Zu erledigende Aufgaben —
1. Wie viele Menschen starben laut dem Auszug über Adenauer und die Kölner Lebensmittelversorgung bis 1918 im Deutschen Reich an Unterernährung?
2. Nimm den Auszug über Adenauer und die Kölner Lebensmittelversorgung nach seinem letzten Satz wieder auf und schreib ihn weiter.

[Vorliegender Auszug]

1909 war Adenauer als 33-Jähriger erster Stellvertreter des Kölner Oberbürgermeisters geworden. Mit Ausbruch des Ersten Weltkriegs 1914 fiel somit die Lebensmittelversorgung der Stadt in seinen Zuständigkeitsbereich.

Keine ganz leichte Aufgabe: Das Deutsche Reich hatte bis Kriegsbeginn etwa ein Drittel seiner Nahrungsmittel importiert, nun blockierte die britische Flotte die deutschen Häfen. Die Preise etwa für Brot schossen in den Himmel, bürokratische Fehler in der Lebensmittelverteilung verschlimmerten die Lage. Bis 1918 starben etwa 800.000 Menschen im Deutschen Reich an Unterernährung, die Opfer waren zumeist Frauen, Kinder und alte Menschen.

Schimmel-Probleme bei Adenauers Schrotbrot

In dieser Situation begann Adenauer zu backen. Gemeinsam mit zwei Kölner Brotfabrikanten entwickelte er ein "Verfahren zur Herstellung eines dem rheinischen Roggenschwarzbrot ähnelnden Schrotbrots".

[/Vorliegender Auszug]
[Bereitgestellte Angaben]

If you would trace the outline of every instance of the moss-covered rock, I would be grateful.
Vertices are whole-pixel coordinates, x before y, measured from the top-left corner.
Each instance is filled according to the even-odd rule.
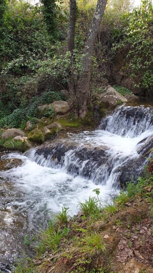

[/Bereitgestellte Angaben]

Antworten je Aufgabe —
1. Etwa 800.000 Menschen.

2.
Statt des knappen Roggens benutzte das Trio unter anderem Getreidekornschalen und aus Rumänien importierten Mais. Die ersten Versuche mit Maismehl schlugen allerdings fehl: Das Brot wurde viel zu feucht und verschimmelte, wie es in einem Artikel auf einer gemeinsamen Internetseite der Stiftung Adenauer-Haus und der Konrad-Adenauer-Stiftung heißt.

"Unter der Maske der Fleischnahrung": Ersatzwurst für Köln

Erst als Adenauer und seine Bäcker-Kollegen begannen, das Maismehl 30 Minuten bei 200 Grad zu dörren, entstand ihnen zufolge ein "angenehm schmeckender, gut aufgehender Teig". Trotzdem wollte das Kaiserliche Patentamt zunächst kein Patent erteilen. Den Beamten war das Rezept nicht originell genug, es handele sich bloß "um Vorschriften, welche jeder Fachmann auf Grund von Erfahrungen und Versuchen zu finden vermag". Erst im dritten Anlauf und nach erneuter Überarbeitung des Antrags war Adenauer erfolgreich und das Patent eingetragen.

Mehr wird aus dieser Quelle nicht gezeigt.